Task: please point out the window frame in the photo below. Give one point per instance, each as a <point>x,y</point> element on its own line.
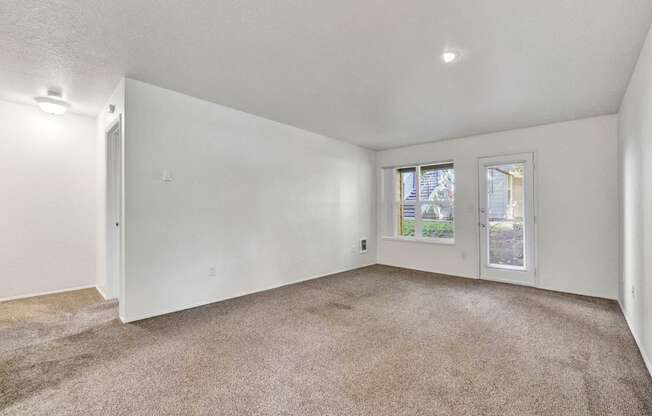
<point>418,203</point>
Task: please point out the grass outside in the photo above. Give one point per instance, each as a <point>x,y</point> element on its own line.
<point>430,229</point>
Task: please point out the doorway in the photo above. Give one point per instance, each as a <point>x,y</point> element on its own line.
<point>114,207</point>
<point>506,210</point>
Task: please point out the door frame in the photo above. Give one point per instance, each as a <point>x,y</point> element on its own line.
<point>529,277</point>
<point>114,282</point>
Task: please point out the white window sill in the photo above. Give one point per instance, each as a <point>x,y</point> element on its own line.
<point>442,241</point>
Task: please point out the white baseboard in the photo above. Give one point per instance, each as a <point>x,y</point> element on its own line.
<point>52,292</point>
<point>646,360</point>
<point>128,319</point>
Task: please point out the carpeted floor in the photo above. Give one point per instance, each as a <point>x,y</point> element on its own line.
<point>374,341</point>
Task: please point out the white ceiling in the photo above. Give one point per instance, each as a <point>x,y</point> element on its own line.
<point>368,72</point>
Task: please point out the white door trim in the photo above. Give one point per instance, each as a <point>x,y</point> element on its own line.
<point>507,274</point>
<point>114,239</point>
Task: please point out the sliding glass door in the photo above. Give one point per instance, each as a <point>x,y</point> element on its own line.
<point>506,204</point>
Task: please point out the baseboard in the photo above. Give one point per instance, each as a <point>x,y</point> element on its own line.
<point>99,289</point>
<point>128,319</point>
<point>52,292</point>
<point>646,360</point>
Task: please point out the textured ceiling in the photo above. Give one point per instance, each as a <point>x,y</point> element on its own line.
<point>363,71</point>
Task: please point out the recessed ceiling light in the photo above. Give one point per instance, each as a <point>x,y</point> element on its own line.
<point>448,56</point>
<point>52,103</point>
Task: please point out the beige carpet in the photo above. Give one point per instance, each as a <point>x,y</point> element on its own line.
<point>375,341</point>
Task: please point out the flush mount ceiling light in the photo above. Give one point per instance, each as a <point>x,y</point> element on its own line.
<point>52,103</point>
<point>448,56</point>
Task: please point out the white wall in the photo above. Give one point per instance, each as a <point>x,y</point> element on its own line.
<point>635,150</point>
<point>47,214</point>
<point>263,203</point>
<point>104,121</point>
<point>576,189</point>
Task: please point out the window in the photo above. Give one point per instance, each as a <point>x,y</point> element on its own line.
<point>425,203</point>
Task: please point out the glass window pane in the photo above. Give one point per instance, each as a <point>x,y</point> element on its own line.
<point>407,185</point>
<point>505,214</point>
<point>437,183</point>
<point>437,221</point>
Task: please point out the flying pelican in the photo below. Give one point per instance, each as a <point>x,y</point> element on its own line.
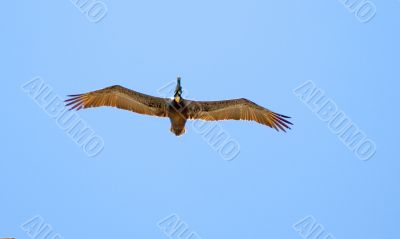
<point>177,109</point>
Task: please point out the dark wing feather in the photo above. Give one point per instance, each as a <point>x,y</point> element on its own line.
<point>122,98</point>
<point>237,109</point>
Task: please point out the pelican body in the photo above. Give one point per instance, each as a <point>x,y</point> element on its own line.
<point>177,109</point>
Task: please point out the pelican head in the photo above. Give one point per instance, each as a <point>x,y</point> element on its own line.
<point>178,91</point>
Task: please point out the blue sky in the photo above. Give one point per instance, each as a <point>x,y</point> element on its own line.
<point>261,50</point>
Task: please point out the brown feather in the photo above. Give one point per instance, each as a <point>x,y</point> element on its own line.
<point>122,98</point>
<point>237,109</point>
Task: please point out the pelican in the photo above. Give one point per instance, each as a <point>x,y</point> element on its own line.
<point>177,109</point>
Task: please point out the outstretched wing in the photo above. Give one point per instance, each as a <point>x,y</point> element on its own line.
<point>237,109</point>
<point>120,97</point>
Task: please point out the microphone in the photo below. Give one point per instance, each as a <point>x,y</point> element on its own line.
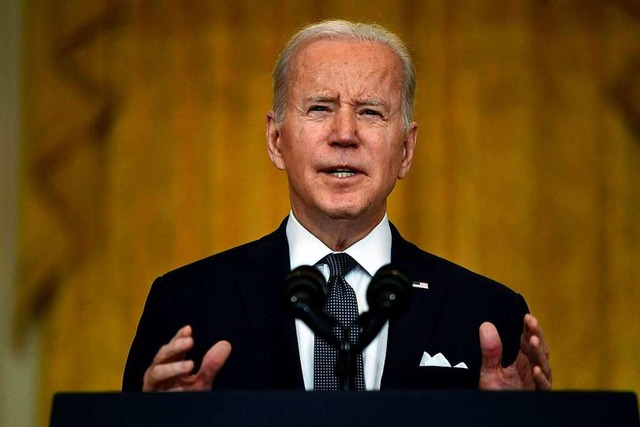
<point>305,292</point>
<point>389,293</point>
<point>389,296</point>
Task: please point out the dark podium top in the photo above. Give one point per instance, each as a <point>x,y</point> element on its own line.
<point>337,409</point>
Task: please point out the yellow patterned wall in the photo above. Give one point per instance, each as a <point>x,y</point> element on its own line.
<point>144,149</point>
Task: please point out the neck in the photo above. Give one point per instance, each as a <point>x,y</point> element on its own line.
<point>339,233</point>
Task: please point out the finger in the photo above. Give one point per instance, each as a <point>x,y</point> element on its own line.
<point>175,349</point>
<point>212,362</point>
<point>540,358</point>
<point>491,347</point>
<point>158,377</point>
<point>542,381</point>
<point>536,348</point>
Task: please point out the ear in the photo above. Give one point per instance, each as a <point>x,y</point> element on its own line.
<point>409,146</point>
<point>273,141</point>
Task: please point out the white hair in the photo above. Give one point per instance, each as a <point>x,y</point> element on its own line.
<point>343,30</point>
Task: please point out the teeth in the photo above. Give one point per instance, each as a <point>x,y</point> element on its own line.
<point>342,173</point>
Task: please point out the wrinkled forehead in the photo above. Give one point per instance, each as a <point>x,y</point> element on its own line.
<point>346,62</point>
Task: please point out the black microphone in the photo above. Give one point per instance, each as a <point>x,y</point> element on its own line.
<point>305,292</point>
<point>389,296</point>
<point>389,293</point>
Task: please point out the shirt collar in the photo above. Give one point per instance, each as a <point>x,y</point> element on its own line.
<point>371,252</point>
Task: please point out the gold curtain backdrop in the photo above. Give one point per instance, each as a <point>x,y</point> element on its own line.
<point>144,150</point>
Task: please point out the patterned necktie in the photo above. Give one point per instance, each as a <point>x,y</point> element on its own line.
<point>341,304</point>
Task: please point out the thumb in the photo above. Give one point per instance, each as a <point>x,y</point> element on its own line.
<point>212,362</point>
<point>491,347</point>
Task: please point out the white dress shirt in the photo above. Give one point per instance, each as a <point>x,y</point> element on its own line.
<point>371,253</point>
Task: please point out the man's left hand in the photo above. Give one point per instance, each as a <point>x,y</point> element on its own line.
<point>530,371</point>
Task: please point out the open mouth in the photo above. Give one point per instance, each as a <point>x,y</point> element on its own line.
<point>341,172</point>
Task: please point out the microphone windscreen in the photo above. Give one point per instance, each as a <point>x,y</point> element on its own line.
<point>389,293</point>
<point>305,285</point>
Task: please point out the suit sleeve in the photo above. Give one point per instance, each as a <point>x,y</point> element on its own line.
<point>158,324</point>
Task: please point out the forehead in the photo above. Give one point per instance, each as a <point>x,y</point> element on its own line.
<point>352,66</point>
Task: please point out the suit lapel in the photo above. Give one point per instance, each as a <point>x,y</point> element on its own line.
<point>262,290</point>
<point>409,335</point>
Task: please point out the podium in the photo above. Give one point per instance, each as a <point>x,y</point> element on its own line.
<point>338,409</point>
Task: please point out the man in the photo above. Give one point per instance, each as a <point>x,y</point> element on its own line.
<point>341,129</point>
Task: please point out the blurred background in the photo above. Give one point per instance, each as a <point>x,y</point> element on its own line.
<point>132,142</point>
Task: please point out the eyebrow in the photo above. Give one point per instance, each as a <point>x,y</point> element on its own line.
<point>374,102</point>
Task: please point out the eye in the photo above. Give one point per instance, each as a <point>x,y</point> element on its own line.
<point>318,108</point>
<point>370,112</point>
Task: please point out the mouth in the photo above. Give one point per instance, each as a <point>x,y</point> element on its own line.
<point>341,172</point>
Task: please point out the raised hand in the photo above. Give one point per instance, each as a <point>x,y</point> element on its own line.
<point>170,372</point>
<point>530,371</point>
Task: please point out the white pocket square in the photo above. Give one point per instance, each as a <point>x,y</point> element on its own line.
<point>439,360</point>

┄┄┄┄┄┄┄┄┄┄┄┄┄┄┄┄┄┄┄┄

_Work to be completed_
Substitute "occurrence" for "instance" everywhere in the records above and give them again with nothing else changed. Please leave the pictures out of your answer.

_Written solution_
Task: please point out the window frame in the photo below. Give one point per occurrence, each as a <point>x,y</point> element on its own line.
<point>418,203</point>
Task: please point out the grass outside in the photo above. Give one point per occurrence, each as a <point>x,y</point> element on its own line.
<point>430,229</point>
Task: please point out the doorway in the photo above. Give one point per occurrence, each as a <point>x,y</point> element on its own line.
<point>114,207</point>
<point>506,210</point>
Task: please point out the door frame in the photo above. Give one point per occurrence, each as a <point>x,y</point> element on its own line.
<point>529,277</point>
<point>114,282</point>
Task: please point out the white window sill in the photo above. Give one point per occurrence, each as a <point>x,y</point> element on its own line.
<point>442,241</point>
Task: please point out the white baseboard in the photo above. Give one point per occurrence, each as a <point>x,y</point> element on its own line.
<point>52,292</point>
<point>646,360</point>
<point>128,319</point>
Task: please point out the carpeted floor in the photo above. Give one point per occurrence, each as a <point>x,y</point> element on its own line.
<point>374,341</point>
Task: please point out the white ceiling in the photo above. Give one point per occurrence, each as a <point>x,y</point> element on its own line.
<point>368,72</point>
Task: please point out the white door trim in the photo above. Give one point per occurrence, each as a <point>x,y</point> element on its own line.
<point>507,274</point>
<point>114,239</point>
Task: please point out the sliding glass door in the photo above. Give one point per occurrence, each as a <point>x,y</point> element on its own line.
<point>506,204</point>
Task: please point out the baseboard in the photo above. Give one point per occurrence, each as a <point>x,y</point> element on its own line.
<point>99,289</point>
<point>128,319</point>
<point>52,292</point>
<point>646,360</point>
Task: please point out the textured ceiling in the photo above. Give one point per occurrence, each as a <point>x,y</point> element on its own line.
<point>363,71</point>
Task: please point out the recessed ceiling light in the photo above. Give one point per occurrence, each as a <point>x,y</point> element on its own line.
<point>448,56</point>
<point>52,103</point>
Task: please point out the beige carpet in the photo above. Give one point per occurrence, each as a <point>x,y</point> element on its own line.
<point>375,341</point>
Task: please point out the flush mount ceiling light in the photo above. Give one point per occurrence, each as a <point>x,y</point> element on its own line.
<point>52,103</point>
<point>448,56</point>
Task: please point out the white wall in the photo above. Give one point per occurrence, each as a <point>x,y</point> element on its own line.
<point>635,150</point>
<point>47,214</point>
<point>263,203</point>
<point>104,121</point>
<point>576,189</point>
Task: please point out the window in the photo above. Give one point per occurrence, each as a <point>x,y</point> element on its own line.
<point>425,203</point>
Task: please point out the glass window pane in the photo above. Give one point per occurrence, each as a <point>x,y</point> element on its own line.
<point>407,185</point>
<point>505,214</point>
<point>437,183</point>
<point>437,221</point>
Task: please point out the flying pelican in the photo below. Give one point per occurrence, each as a <point>x,y</point> element on its own line.
<point>177,109</point>
Task: please point out the dark wing feather in the photo above. Give one point per occurrence, each as a <point>x,y</point> element on its own line.
<point>122,98</point>
<point>237,109</point>
Task: please point out the pelican body in the photo above. Give one point per occurrence, each as a <point>x,y</point> element on its own line.
<point>177,109</point>
Task: please point out the pelican head in the photo above. Give one point per occurrence, each as a <point>x,y</point> element on its own line.
<point>178,91</point>
Task: please point out the blue sky in the photo above. Give one point per occurrence, each as a <point>x,y</point> element on its own line.
<point>261,50</point>
Task: please point out the brown feather in the photo above. Give one point per occurrence, each as a <point>x,y</point> element on its own line.
<point>122,98</point>
<point>237,109</point>
Task: please point out the pelican in the photo above. Give one point per occurrence, each as a <point>x,y</point> element on its own line.
<point>177,109</point>
Task: please point out the outstretched wing in the photo above. Give one point per occurrence, each as a <point>x,y</point> element on its own line.
<point>237,109</point>
<point>120,97</point>
Task: please point out the microphone in the photo below. Give one point per occurrence, each as a <point>x,y</point> element on its own line.
<point>305,292</point>
<point>389,293</point>
<point>389,296</point>
Task: please point out the dark podium top in the photo above. Give one point per occurrence, each as a <point>x,y</point> element on its own line.
<point>337,409</point>
Task: please point out the yellow patterned wall in the photo above. Give one point per occurrence, each as a <point>x,y</point> element on its own line.
<point>144,149</point>
Task: please point out the neck in the photo above. Give one point per occurrence, each as a <point>x,y</point> element on its own line.
<point>339,233</point>
Task: please point out the finger in the photo above. Give one point per occurrence, each as a <point>x,y</point> element on its own line.
<point>175,349</point>
<point>212,362</point>
<point>540,358</point>
<point>491,347</point>
<point>158,377</point>
<point>542,381</point>
<point>536,348</point>
Task: please point out the ear in the photo above. Give one point per occurrence, each as a <point>x,y</point> element on its own line.
<point>409,146</point>
<point>273,141</point>
Task: please point out the white hair in the photo above. Give one point per occurrence, each as a <point>x,y</point> element on its own line.
<point>343,30</point>
Task: please point out the teeth in the photo above. Give one point per occurrence, each as a <point>x,y</point> element on its own line.
<point>342,173</point>
Task: please point out the wrinkled forehead in the photo above. Give one point per occurrence, each as a <point>x,y</point> element on its own line.
<point>346,62</point>
Task: please point out the black microphone in the photo above. Give one point per occurrence, each as a <point>x,y</point> element on its own line.
<point>305,292</point>
<point>389,296</point>
<point>389,293</point>
Task: please point out the shirt collar in the photo above. Give one point per occurrence, each as a <point>x,y</point> element on its own line.
<point>371,252</point>
Task: please point out the gold curtain backdrop in the photo above. Give one point per occurrence, each as a <point>x,y</point> element on its own line.
<point>144,150</point>
Task: please point out the patterned necktie in the photo above. Give one point per occurrence, each as a <point>x,y</point> element on its own line.
<point>341,304</point>
Task: please point out the thumb in the photo above. Give one point per occurrence, each as a <point>x,y</point> element on its own line.
<point>212,362</point>
<point>491,347</point>
Task: please point out the white dress shirt in the photo above. Give one point per occurrence, each as a <point>x,y</point> element on its own line.
<point>371,253</point>
Task: please point out the man's left hand in the photo above. Give one point per occurrence, each as a <point>x,y</point> element on its own line.
<point>530,371</point>
Task: please point out the open mouth in the photo above. Give one point per occurrence, each as a <point>x,y</point> element on its own line.
<point>341,172</point>
Task: please point out the microphone windscreen in the photo above. Give one point per occurrence, each as a <point>x,y</point> element on its own line.
<point>389,293</point>
<point>305,285</point>
Task: please point out the suit sleeve in the photo above. Give one point per occurrence, each as a <point>x,y</point> element on its own line.
<point>158,324</point>
Task: please point out the forehead in the photo above. Give one point per occurrence, each as a <point>x,y</point> element on its own line.
<point>352,66</point>
Task: please point out the suit lapel in the photo above. Give one point per occurrence, each as a <point>x,y</point> element on its own line.
<point>262,290</point>
<point>409,335</point>
Task: please point out the podium in the photo above. Give one point per occurrence, each as a <point>x,y</point> element on its own line.
<point>338,409</point>
Task: please point out the man in the photo above. Give one point per occurrence, each as a <point>x,y</point> element on its own line.
<point>341,129</point>
Task: please point out the blurred background in the photo above. Give one point per occurrence, each as a <point>x,y</point> element on its own line.
<point>132,142</point>
Task: please point out the eyebrow in the photo above. Give one point per occurrence, each as a <point>x,y</point> element on its own line.
<point>374,102</point>
Task: please point out the eye in the photo above. Give one point per occurrence, each as a <point>x,y</point> element on its own line.
<point>318,108</point>
<point>370,112</point>
Task: please point out the mouth in the photo above. Give one point per occurrence, each as a <point>x,y</point> element on its own line.
<point>341,172</point>
Task: please point out the raised hand in the photo above. Give one point per occurrence, each as a <point>x,y</point> element on its own line.
<point>170,372</point>
<point>530,371</point>
Task: please point out the white pocket square in the photo above. Give one point per occurrence, each as a <point>x,y</point> element on its own line.
<point>439,360</point>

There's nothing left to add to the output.